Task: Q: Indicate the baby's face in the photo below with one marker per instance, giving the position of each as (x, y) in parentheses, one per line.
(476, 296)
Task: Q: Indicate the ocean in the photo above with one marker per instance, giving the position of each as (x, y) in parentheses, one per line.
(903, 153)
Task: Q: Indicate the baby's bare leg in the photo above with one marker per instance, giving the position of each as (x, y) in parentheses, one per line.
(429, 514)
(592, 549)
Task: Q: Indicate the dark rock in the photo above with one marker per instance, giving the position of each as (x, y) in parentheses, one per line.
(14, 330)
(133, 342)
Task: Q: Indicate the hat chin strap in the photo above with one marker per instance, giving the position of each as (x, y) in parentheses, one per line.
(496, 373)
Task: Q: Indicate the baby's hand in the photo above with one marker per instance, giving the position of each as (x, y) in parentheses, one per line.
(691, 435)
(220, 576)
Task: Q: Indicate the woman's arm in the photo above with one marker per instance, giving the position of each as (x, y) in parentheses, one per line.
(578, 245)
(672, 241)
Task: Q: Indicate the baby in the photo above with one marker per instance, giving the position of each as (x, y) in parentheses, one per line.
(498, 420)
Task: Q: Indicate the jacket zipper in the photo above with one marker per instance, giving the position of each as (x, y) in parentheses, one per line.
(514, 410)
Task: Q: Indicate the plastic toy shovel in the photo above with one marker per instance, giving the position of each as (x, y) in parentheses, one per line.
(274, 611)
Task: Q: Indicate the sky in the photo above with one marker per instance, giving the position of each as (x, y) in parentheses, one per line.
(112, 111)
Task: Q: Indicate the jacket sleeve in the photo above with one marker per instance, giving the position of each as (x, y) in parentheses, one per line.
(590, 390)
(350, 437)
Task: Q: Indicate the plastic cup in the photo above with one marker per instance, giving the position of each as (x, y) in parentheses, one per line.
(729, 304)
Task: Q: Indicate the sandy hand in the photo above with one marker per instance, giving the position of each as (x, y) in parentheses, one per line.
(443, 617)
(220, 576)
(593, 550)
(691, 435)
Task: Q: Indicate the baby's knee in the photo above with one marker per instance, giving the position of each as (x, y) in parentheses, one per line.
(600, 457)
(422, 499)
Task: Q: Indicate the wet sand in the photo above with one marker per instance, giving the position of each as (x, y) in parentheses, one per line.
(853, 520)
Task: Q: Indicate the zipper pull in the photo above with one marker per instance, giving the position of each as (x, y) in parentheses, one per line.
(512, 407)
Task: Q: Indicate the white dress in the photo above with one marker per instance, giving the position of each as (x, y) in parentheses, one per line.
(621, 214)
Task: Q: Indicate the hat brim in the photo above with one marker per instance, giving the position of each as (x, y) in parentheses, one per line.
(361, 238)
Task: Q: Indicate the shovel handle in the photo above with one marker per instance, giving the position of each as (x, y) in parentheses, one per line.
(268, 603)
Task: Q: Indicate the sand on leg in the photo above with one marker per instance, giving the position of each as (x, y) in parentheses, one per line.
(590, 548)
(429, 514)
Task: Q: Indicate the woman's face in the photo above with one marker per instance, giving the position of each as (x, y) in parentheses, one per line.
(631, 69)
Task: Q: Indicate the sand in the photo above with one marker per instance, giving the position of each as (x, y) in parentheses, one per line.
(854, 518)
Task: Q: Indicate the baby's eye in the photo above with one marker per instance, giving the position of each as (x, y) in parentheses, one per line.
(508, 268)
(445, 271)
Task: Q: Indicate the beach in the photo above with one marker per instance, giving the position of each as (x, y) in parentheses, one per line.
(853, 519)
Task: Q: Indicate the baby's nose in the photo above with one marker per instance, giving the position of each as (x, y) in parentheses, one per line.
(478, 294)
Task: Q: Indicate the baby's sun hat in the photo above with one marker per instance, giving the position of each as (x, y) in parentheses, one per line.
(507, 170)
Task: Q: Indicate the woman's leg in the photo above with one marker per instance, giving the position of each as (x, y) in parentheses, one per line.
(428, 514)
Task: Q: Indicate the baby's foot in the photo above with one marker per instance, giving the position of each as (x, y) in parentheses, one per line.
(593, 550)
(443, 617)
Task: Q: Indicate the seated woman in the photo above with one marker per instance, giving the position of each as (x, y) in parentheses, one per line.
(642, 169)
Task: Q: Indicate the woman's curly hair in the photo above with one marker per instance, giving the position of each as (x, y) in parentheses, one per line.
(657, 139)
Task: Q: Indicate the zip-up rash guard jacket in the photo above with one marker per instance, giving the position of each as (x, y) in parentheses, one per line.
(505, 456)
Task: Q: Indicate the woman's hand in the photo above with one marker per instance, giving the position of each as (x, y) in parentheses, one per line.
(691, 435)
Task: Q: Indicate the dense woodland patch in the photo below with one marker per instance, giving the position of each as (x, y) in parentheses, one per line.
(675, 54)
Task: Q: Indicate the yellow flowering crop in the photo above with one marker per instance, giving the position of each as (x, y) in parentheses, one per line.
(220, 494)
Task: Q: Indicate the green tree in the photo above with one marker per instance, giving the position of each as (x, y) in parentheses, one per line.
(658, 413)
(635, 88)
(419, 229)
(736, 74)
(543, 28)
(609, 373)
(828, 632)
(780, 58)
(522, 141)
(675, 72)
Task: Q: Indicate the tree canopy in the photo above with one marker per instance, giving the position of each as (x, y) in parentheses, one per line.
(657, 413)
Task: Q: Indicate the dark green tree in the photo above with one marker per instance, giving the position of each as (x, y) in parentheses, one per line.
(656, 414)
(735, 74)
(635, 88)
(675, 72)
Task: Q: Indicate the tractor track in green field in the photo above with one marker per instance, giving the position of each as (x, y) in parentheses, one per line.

▸ TO BE DONE: Rewrite all of the records above as a Markdown table with two columns, Row for the row number and Line for the line itself. Leave out any blank lines.

▸ ANSWER BELOW:
| Row | Line |
|---|---|
| 1 | Task: Q: Indicate the baby's face in the photo below with one marker per instance, giving the position of each as (x, y) in parentheses, one per line. |
| 2 | (476, 296) |
| 3 | Task: Q: Indicate the ocean in the photo above with one marker per instance, giving the position of each as (x, y) in parentheses, one per line. |
| 4 | (903, 153) |
| 5 | Task: Q: Indicate the baby's bare leg in the photo above with one marker per instance, giving the position of each as (x, y) in parentheses, one per line. |
| 6 | (429, 514) |
| 7 | (592, 549) |
| 8 | Task: Q: Indicate the dark rock in the photo above with one marker per instance, giving the position of each as (x, y) in parentheses, one per line. |
| 9 | (14, 330) |
| 10 | (133, 342) |
| 11 | Task: Q: Indicate the hat chin strap in the photo above with one marker per instance, giving the position of each as (x, y) in parentheses, one per line. |
| 12 | (496, 373) |
| 13 | Task: Q: Indicate the baby's hand in the photo above with one marker per instance, giving the position of each as (x, y) in parentheses, one per line. |
| 14 | (691, 435) |
| 15 | (220, 576) |
| 16 | Task: Q: Indicate the woman's arm in the photo above with one marker per instance, giving the position of each as (x, y) in parentheses, one per line. |
| 17 | (578, 245) |
| 18 | (672, 241) |
| 19 | Task: Q: Indicate the baby in the photo above with one marker per instance, giving the position of each as (x, y) in parentheses, one per line. |
| 20 | (498, 420) |
| 21 | Task: Q: Indicate the jacket zipper in the photo above with one marker per instance, giving the position of each as (x, y) in parentheses, one per line. |
| 22 | (514, 410) |
| 23 | Task: Q: Indicate the plastic toy shovel in the photo above with one marker per instance, giving the position of each as (x, y) in parentheses, one per line. |
| 24 | (274, 611) |
| 25 | Task: Q: Indicate the sky in the photo above with one marker per instance, giving the position of each as (x, y) in parentheses, one per line. |
| 26 | (112, 111) |
| 27 | Task: Q: Indicate the jacket sleeve in the photo above with one marker per instance, giving the position of each as (x, y) in parentheses, one per line. |
| 28 | (590, 390) |
| 29 | (350, 437) |
| 30 | Task: Q: Indicate the plastic cup in the photo above with one marker per instance, giving the position of each as (x, y) in parentheses, one per line. |
| 31 | (729, 304) |
| 32 | Task: Q: Indicate the sandy hand in the photo above with one marker per instance, giving the position of each as (x, y) in parentheses, one per line. |
| 33 | (443, 617) |
| 34 | (220, 576) |
| 35 | (593, 550) |
| 36 | (691, 435) |
| 37 | Task: Q: Indicate the baby's knee in the photo above with one marker per instance, giving the position of each as (x, y) in parentheses, one per line. |
| 38 | (600, 457) |
| 39 | (422, 499) |
| 40 | Task: Q: Indicate the wet sand in the photo above with one marker per instance, giving the position of each as (x, y) in parentheses, one per line. |
| 41 | (853, 520) |
| 42 | Task: Q: Indicate the zipper pull in the photo above with one marker per instance, giving the position of each as (x, y) in parentheses, one per line. |
| 43 | (512, 407) |
| 44 | Task: Q: Indicate the white dress in the photo above with one marker per instance, giving the position of each as (x, y) in parentheses, one per line. |
| 45 | (621, 214) |
| 46 | Task: Q: Indicate the hat brim in the photo above with one marker per instance, giving the position of each as (x, y) in parentheses, one per line. |
| 47 | (361, 238) |
| 48 | Task: Q: Indicate the shovel handle in the photo above with one marker per instance, giving the position of each as (x, y) in parentheses, one per line. |
| 49 | (268, 603) |
| 50 | Task: Q: Indicate the sand on leg in the photo above with one marker per instance, giving the position of each as (x, y) in parentheses, one per line. |
| 51 | (590, 548) |
| 52 | (429, 514) |
| 53 | Task: Q: Indicate the woman's face in the photo above with one marker per instance, giving the position of each as (x, y) in parentheses, one per line. |
| 54 | (631, 69) |
| 55 | Task: Q: Indicate the sand in the photo above with one marker per instance, giving the position of each as (x, y) in parentheses, one per line. |
| 56 | (854, 518) |
| 57 | Task: Q: Indicate the baby's eye in the photo above with one marker per instance, giving the position of each as (x, y) in parentheses, one per line. |
| 58 | (508, 268) |
| 59 | (445, 271) |
| 60 | Task: Q: Indicate the beach in the photo above with one marker per instance, giving the position of each as (x, y) in parentheses, one per line. |
| 61 | (853, 519) |
| 62 | Task: Q: Indicate the baby's nose in the photo above with one marker per instance, giving the position of each as (x, y) in parentheses, one per line. |
| 63 | (478, 294) |
| 64 | Task: Q: Indicate the baby's sun hat in the photo above with one marker per instance, giving the position of each as (x, y) in parentheses, one per line. |
| 65 | (507, 170) |
| 66 | Task: Q: Indicate the woman's leg in the photo above with one marker per instance, giving the position of each as (x, y) in parentheses, one per line. |
| 67 | (428, 514) |
| 68 | Task: Q: Indicate the baby's foot in the photo above with one marker per instance, giving the position of each as (x, y) in parentheses, one per line. |
| 69 | (593, 550) |
| 70 | (443, 617) |
| 71 | Task: Q: Indicate the seated woman in the photo above with one marker per instance, giving the position of each as (x, y) in parentheses, one per line. |
| 72 | (642, 169) |
| 73 | Task: Q: Indicate the woman's curly hair in the photo above with one marker per instance, giving the position of each as (x, y) in parentheses, one per line. |
| 74 | (657, 139) |
| 75 | Task: Q: Indicate the zip-up rash guard jacket in the photo above with one marker per instance, giving the position of each as (x, y) in parentheses, one per line. |
| 76 | (505, 456) |
| 77 | Task: Q: Indicate the woman's hand in the photo above with one marker per instance, giving the position of each as (x, y) in parentheses, one per line. |
| 78 | (691, 435) |
| 79 | Task: Q: Indicate the dense woodland patch in the photo below with one marker per instance, giving the position of each as (x, y) in parentheses, one per line. |
| 80 | (675, 54) |
| 81 | Task: Q: Indicate the yellow flowering crop in the photo above with one marker per instance, giving the position of each as (x, y) in parentheses, one per line. |
| 82 | (220, 494) |
| 83 | Task: Q: Indicate the green tree in the photo above with one marker per instance, giving the position of each as (x, y) in parentheses, one per line. |
| 84 | (658, 413) |
| 85 | (635, 88) |
| 86 | (419, 229) |
| 87 | (736, 74) |
| 88 | (543, 28) |
| 89 | (609, 373) |
| 90 | (828, 632) |
| 91 | (780, 58) |
| 92 | (522, 141) |
| 93 | (675, 72) |
| 94 | Task: Q: Indicate the tree canopy in the photo above with one marker per instance, giving the position of each as (x, y) in parentheses, one per line. |
| 95 | (657, 413) |
| 96 | Task: Q: Indicate the dark green tree in the photo above with one marker per instance, giving the position of each as (x, y) in parentheses, one per line. |
| 97 | (656, 414) |
| 98 | (735, 74) |
| 99 | (635, 88) |
| 100 | (675, 72) |
| 101 | Task: Q: Indicate the tractor track in green field in the photo above with one marker per instance, giving the position of each as (x, y) in parentheses, one per line. |